ハクは名前を奪われ悪事に手を染め、人の心や優しさを失いつつあった。人の心を亡くし、人間に戻ることが出来なくなるということだ。名前を忘れ自分を忘れたら帰り道が分からなくなるということは、怒りに身を任せ祟り神になってしまうと人間に戻ることが出来なくということである。

人の心を忘れ、人間ではなくなってしまい暗闇の中でもがいると千尋の声がしたのだ。こっちだよ、帰っておいでと愛を与え続ける人がいることで、人間の心を亡くした人を人間に戻すことも可能なのだ。

千尋は銭婆に印鑑を返しに行く。釜じいに電車は行きしかねぇと言われても、臆することなく歩いて帰ってくる!と元気よく答えるのだ。カオナシに対しても堂々と接し、ここにいるからだめなんだよと連れていく。とてもたくましい姿である。

千と千尋の神隠しの電車の意味

電車で銭婆の住んでいる家まで行く。その途中に黒い影が出てくる。千尋の迷い込んだ世界は神様の来る世界なのであの世と考えられる。

電車が使われているのは、宮沢賢治の銀河鉄道の夜を彷彿させる。銀河鉄道の夜もジョバンニとカンパネルラが鉄道で旅をしていく物語だが、実際はカンパネルラは川で溺れて死んでおり最後のさようならをする喪の作業でもあった。

このことからも、ハクは千尋が川で溺れかけた際に助けて溺れ死んだ兄という説が濃厚になる。千尋の一家は最後の喪の作業をするためにあの世界へ迷い込んだのだ。この説に関しては後に記載したい。

銭婆も本当の愛を知る人

銭婆も本当の愛を知る優しさ溢れるおばあちゃんだ。印鑑を返しにやってきた千尋たちに対し、お茶やお菓子をだしもてなす。実に温かい気持ちになることが出来るシーンだ。

千尋がうずくまり考え悩んでいる際もヘアゴムを作りながら必要以上に介入せず優しくそばに居る。このヘアゴムも目に見えない愛情に溢れている。

銭婆が「一度あったことは忘れない。思い出さないだけで」という。一度あった嫌な思い出は生存本能で記憶が強化され忘れにくいが、楽しい思い出もあったことは忘れないのだ。

千尋は引っ越しに伴いかつての友人たちの別れを経験している。その友人たちの思い出を手放すことが出来ず、新天地へ行くことが嫌なのだ。またハクが兄で死別をしているのならば、大事な人との別れという喪失たいけんだがある。たとえ死別してもその人と過ごした瞬間や経験した時間は決して奪われることのないものである。まさに思い出すことが少なくなるだけで決して忘れることはないのだ。

▶ [実行する課題]:
千と千尋の神隠しについての考察文を、最後の文の後から書き継いでください。 資料を参照する必要はありません。

▶ [提供資料]:
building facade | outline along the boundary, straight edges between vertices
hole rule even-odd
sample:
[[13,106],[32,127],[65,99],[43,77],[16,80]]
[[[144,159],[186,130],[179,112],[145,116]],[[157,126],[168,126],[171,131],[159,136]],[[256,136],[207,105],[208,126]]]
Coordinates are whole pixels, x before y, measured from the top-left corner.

▶ [記述回答]:
死別した人との思い出や過去に縛られ生きてしまうと、自分の人生を生きることができなくなってしまう。悲しみの中で生き続けることになるからだ。

死別した人を忘れてしまうのではないかという恐怖から忘れたくないという執着になっていく。しかし、一度あったことは決して忘れることはないのだ。なかったことにはならないのだから、安心してその人への執着を手放すということでもある。

だから最後のシーンで千尋とハクの手をこれでもかというくらいアップで描く。ハクへの執着を手放したと言える。

成長した千尋

うずくまり考え込んでいるが、「やっぱり帰る」と言い出す。銭婆のところに居れば仕事もしなくていいし安全でだからだ。またやっぱり帰るということは現実世界へ帰るということでもある。

ハクや釜じいリン銭婆という温かい愛ある人に囲まれて幻想の世界で生きていくことは楽なことかもしれない。しかし、千尋は世界が残酷であっても現実世界へ帰って現実世界で生きることを選んだのだ。

ハクは千尋の兄で川で死んでいる説

ハクの背中に乗り帰っていくときに千尋は幼い頃に溺れた話を思い出す。そのシーンで印象的なのが川の中へ人間の手が入っていくシーンだ。明らかにハクの手である。

ハクが浅瀬へ運んでくれたんだねと千尋は言っているが、川の神様が浅瀬へ運んでくれるという奇跡的なことがあるならば水難事故は起きないだろう。

兄であるハクが千尋を助け溺れて死んだことにより、その川の神様になったと考えたほうが良い。その川が埋め立てられハクは行き場所をなくし湯婆婆の湯屋へやってきたと考えられる。

千尋の母親が千尋に対して異常に冷たいのは、女である母親ともとれるが兄を失い千尋を恨んでいるようにも取ることが出来る。また子どもを死別で失い辛かった人は、更に失うことが怖くなりその子を好きになることを制御しだす。また誰かを失うと心が持たず辛すぎるのでそのようにして心を守ることがあるのだ。これが回避と言われる反応だ。

ハクが千尋を見た時に、千尋の幼い頃からしっていると言っている。近所の川の神様だからといって幼い頃から知っているよと言うだろうか。兄であり生まれた時からしっているからと考えたほうが説明が付く。

電車のシーンも銀河鉄道の夜のオマージュとすると、川で死んだ人と取ることが出来る。

最後の振り返ってはいけないよの意味

最後の別れのさいきっとまた会えるよね、うんきっと。という話をするが、それは今世で会えるという話ではない。きっとまたいつか巡り合うことができるという時代を超えた愛であり別れなのだ。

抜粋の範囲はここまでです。